— start Task input —

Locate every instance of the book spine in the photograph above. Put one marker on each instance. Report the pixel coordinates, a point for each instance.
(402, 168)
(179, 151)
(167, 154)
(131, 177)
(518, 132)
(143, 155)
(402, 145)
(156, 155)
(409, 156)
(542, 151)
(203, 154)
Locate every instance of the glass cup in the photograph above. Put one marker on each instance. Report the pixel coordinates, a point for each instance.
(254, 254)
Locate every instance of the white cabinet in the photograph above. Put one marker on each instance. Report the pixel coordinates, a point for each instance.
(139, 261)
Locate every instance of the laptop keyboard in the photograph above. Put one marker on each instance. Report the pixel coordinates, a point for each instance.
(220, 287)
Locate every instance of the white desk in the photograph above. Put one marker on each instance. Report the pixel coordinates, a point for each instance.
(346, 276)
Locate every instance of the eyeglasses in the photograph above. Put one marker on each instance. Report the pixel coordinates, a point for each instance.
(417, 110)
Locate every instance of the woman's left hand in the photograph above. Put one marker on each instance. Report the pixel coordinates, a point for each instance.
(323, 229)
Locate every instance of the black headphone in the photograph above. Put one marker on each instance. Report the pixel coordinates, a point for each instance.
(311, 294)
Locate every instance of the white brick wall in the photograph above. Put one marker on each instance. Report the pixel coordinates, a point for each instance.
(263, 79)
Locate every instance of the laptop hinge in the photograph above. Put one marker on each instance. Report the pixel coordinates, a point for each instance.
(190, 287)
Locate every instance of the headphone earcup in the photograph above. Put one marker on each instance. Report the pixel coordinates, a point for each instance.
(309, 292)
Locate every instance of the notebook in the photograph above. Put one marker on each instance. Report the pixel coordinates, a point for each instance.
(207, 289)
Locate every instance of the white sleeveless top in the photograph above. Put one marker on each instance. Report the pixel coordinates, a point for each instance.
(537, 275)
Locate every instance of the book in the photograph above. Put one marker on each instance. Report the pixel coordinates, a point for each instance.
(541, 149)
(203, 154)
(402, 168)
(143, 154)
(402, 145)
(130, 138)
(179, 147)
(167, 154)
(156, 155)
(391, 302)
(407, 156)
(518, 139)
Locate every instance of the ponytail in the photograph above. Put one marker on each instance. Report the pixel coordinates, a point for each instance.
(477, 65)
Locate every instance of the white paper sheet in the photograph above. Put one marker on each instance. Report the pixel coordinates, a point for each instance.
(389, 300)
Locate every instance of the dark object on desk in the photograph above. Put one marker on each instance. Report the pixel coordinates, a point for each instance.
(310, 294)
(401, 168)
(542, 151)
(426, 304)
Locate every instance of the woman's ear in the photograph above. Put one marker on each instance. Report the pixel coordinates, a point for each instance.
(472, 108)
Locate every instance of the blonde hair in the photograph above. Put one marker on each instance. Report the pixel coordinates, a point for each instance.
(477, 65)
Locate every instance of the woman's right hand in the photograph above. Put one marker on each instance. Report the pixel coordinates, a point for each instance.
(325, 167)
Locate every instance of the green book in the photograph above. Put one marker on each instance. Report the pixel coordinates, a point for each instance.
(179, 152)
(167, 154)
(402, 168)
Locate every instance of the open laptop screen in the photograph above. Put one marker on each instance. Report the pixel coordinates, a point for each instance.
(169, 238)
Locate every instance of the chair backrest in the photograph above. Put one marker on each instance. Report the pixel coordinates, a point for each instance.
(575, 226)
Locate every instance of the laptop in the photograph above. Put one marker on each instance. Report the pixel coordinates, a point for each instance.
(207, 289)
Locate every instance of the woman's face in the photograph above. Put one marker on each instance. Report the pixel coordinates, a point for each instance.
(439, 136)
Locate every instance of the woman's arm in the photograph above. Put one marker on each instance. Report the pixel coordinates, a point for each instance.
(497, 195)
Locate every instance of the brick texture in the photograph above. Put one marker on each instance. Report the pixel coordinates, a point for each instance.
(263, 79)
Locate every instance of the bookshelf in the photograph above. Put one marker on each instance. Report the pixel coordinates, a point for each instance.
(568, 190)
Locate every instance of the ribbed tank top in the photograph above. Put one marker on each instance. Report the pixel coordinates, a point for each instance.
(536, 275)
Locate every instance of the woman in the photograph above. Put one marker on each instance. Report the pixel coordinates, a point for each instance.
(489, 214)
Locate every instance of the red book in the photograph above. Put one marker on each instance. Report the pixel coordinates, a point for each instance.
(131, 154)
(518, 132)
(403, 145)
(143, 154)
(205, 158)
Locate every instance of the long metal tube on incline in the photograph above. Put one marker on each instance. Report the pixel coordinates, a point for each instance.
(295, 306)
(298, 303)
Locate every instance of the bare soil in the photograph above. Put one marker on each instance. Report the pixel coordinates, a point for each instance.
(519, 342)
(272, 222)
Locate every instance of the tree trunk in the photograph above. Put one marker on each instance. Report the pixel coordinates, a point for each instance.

— end Task input —

• Exercise prompt
Output all of the material exactly as written.

• Exercise response
Locate every instance of the book spine in the photograph above. Put one marker on each instance. Report the pixel coordinates, a point for each instance.
(402, 168)
(179, 151)
(167, 154)
(131, 177)
(518, 132)
(143, 155)
(402, 145)
(156, 155)
(409, 156)
(542, 151)
(203, 154)
Locate every instance of the glass cup in the photograph above. Put one marker on each instance. Report the pixel coordinates, a point for each instance.
(254, 254)
Locate every instance of the white cabinet in the photograph above. Put one marker on each instance. Report the pixel coordinates, a point for each instance.
(139, 261)
Locate every instance of the laptop keyboard in the photograph above. Put one marker on each instance. Report the pixel coordinates, a point for each instance.
(220, 287)
Locate every instance of the white desk in the photograph above. Put one marker on each instance. Report the pixel coordinates, a point for each instance.
(346, 276)
Locate every instance of the eyeglasses in the photograph above. Put one marker on each instance. Report the pixel coordinates, a point for each instance.
(417, 110)
Locate every instance of the woman's left hand in the photograph above. Put one marker on each instance. Report the pixel coordinates, a point for each instance.
(323, 229)
Locate every instance of the black headphone in the photograph above. Put one marker on each instance. Report the pixel coordinates, a point for each instance.
(311, 294)
Locate every instance of the white brick wall in the photograph above. Put one marker on each instance. Report the pixel coordinates, a point for each instance.
(263, 79)
Locate every instance of the laptop hinge in the photograph above. Put one marker on each instance. Report the pixel coordinates, a point for each instance.
(190, 287)
Locate every instance of the headphone earcup in the photograph above. Put one marker on each instance. Report the pixel coordinates, a point for each instance.
(309, 292)
Locate every instance of the notebook in the photograph above. Put one marker on each instance. Report the pixel coordinates, a point for each instance.
(207, 289)
Locate every instance of the white sleeveless top in the photograph above. Put one marker on each instance. Report the pixel coordinates, a point for each instance.
(537, 275)
Locate every instance of the book in the photograph above. Put one marker on each instance. Report the pixel coordinates, a point for each instance.
(541, 149)
(203, 154)
(402, 168)
(143, 154)
(402, 145)
(130, 138)
(179, 147)
(167, 154)
(156, 155)
(391, 302)
(407, 156)
(518, 139)
Locate every instance of the ponytail in the photograph above. Put one marker on each instance. Report the pixel coordinates, a point for each instance.
(477, 65)
Locate every instance of the white paper sheet in the photograph above. Put one marker on each instance. Report the pixel coordinates, a point for each instance.
(389, 300)
Locate every instance of the dark object on desk in the photograph above. Put one marker on each instance. Report the pixel coordinates, a point for each instance.
(310, 294)
(401, 168)
(542, 151)
(426, 304)
Locate every instance of the woman's ear in the photograph above. Put one marker on each instance. Report the pixel coordinates, a point for each instance.
(472, 108)
Locate every instance of the blonde hair in the photograph above. Put one marker on each instance. Report the pixel coordinates, a point for each instance.
(477, 65)
Locate every instance of the woman's right hand in the photograph above. Put one marker on each instance. Report the pixel coordinates, a point for each instance.
(325, 167)
Locate every instance of the green book in the photograph above. Put one marker on each instance. Report the pixel coordinates, a point for each instance.
(179, 152)
(167, 154)
(402, 168)
Locate every instance of the open laptop screen in the photograph above. Put one marker on each instance. Report the pixel coordinates, a point for each instance.
(169, 238)
Locate every instance of the chair backrest in the photograph above. Put one marker on each instance. Report the pixel coordinates, a point for each instance.
(575, 226)
Locate every instance of the laptop in the photograph above. Put one marker on each instance. Report the pixel coordinates, a point for each instance.
(207, 289)
Locate every instance of the woman's face in the photograph above. Put one marker on each instance. Report the pixel coordinates, a point for each instance.
(439, 136)
Locate every instance of the woman's arm in the photograph above. Put one marker on each instance. Report the pixel coordinates, a point for each instance.
(497, 195)
Locate every instance of the brick texture in the photograph above. Put one marker on each instance. Report the pixel coordinates, a point for each instance.
(263, 79)
Locate every instance of the bookshelf in the photograph above. Put one marker on each instance. Report the pixel coordinates, a point for each instance.
(568, 190)
Locate every instance of the ribbed tank top in the photograph above. Put one marker on each instance. Report the pixel coordinates, a point for each instance.
(536, 275)
Locate every instance of the woman in the photograph above. Put one marker on each instance. Report the pixel coordinates, a point for each instance.
(489, 214)
Locate every instance of the red book in the photograph above. Put one marker on each instance. Report the pixel coordinates, a point for each instance.
(131, 154)
(518, 132)
(403, 145)
(143, 154)
(205, 158)
Locate every instance of the long metal tube on incline in the photograph above. Put one marker on each instance. Report the pixel coordinates, a point for each instance.
(295, 306)
(298, 303)
Locate every instance of the bare soil in the photograph above. Put one marker on each instance. Report the pixel coordinates, a point for each instance.
(519, 342)
(272, 222)
Locate every instance of the tree trunk in the photograph above. Put one marker on each instance. Report the pixel coordinates, a point for each instance.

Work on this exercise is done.